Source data
____________________

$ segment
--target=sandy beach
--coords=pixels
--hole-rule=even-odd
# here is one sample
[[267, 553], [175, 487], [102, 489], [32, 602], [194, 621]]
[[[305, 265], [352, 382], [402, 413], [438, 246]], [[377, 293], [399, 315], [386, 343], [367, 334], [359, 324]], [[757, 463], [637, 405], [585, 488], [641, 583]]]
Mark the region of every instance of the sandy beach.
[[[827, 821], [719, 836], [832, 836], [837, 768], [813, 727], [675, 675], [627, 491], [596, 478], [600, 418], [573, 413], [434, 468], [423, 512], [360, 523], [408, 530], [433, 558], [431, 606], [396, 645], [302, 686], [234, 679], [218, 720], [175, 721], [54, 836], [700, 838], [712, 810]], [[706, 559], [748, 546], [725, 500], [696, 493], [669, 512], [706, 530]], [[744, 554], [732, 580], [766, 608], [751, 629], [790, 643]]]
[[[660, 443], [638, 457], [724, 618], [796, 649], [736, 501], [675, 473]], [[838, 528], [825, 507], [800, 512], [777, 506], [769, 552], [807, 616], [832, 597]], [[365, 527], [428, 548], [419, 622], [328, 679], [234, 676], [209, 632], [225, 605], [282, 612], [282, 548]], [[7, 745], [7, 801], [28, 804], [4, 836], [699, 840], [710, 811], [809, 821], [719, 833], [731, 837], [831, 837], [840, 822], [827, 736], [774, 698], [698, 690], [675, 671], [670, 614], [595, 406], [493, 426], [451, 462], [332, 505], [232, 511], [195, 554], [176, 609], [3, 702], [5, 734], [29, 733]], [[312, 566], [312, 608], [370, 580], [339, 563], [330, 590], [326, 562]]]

____________________

### What you will do
Please reproduce the entries from the first line up to and including the line with "629], [790, 643]]]", requests included, scaling each polygon vertex coordinate in the answers by 1.45 and rounding to whole numbers with halves going up. Leave all numbers in the requests and their sample coordinates unchanged.

### Task output
$ segment
--target=sandy beach
--coords=pixels
--hole-rule=even-odd
# here is one sample
[[267, 553], [175, 487], [102, 489], [32, 602], [194, 621]]
[[[305, 265], [352, 382], [402, 413], [438, 246]], [[377, 293], [399, 315], [386, 343], [367, 334], [359, 324]], [[757, 463], [637, 405], [585, 488], [641, 583]]]
Mark the region of every instance of the sandy beach.
[[[1199, 1190], [1043, 1212], [1206, 1212], [1214, 1114], [1179, 1054], [979, 979], [909, 712], [864, 693], [870, 606], [831, 599], [629, 679], [613, 742], [522, 758], [592, 769], [628, 809], [625, 879], [574, 935], [438, 995], [339, 985], [316, 1044], [254, 1045], [78, 1212], [1015, 1215], [1032, 1175]], [[1024, 811], [1085, 792], [1051, 725], [1009, 715], [970, 742], [1024, 769]], [[1079, 803], [1061, 841], [1111, 882], [1089, 912], [1146, 932]]]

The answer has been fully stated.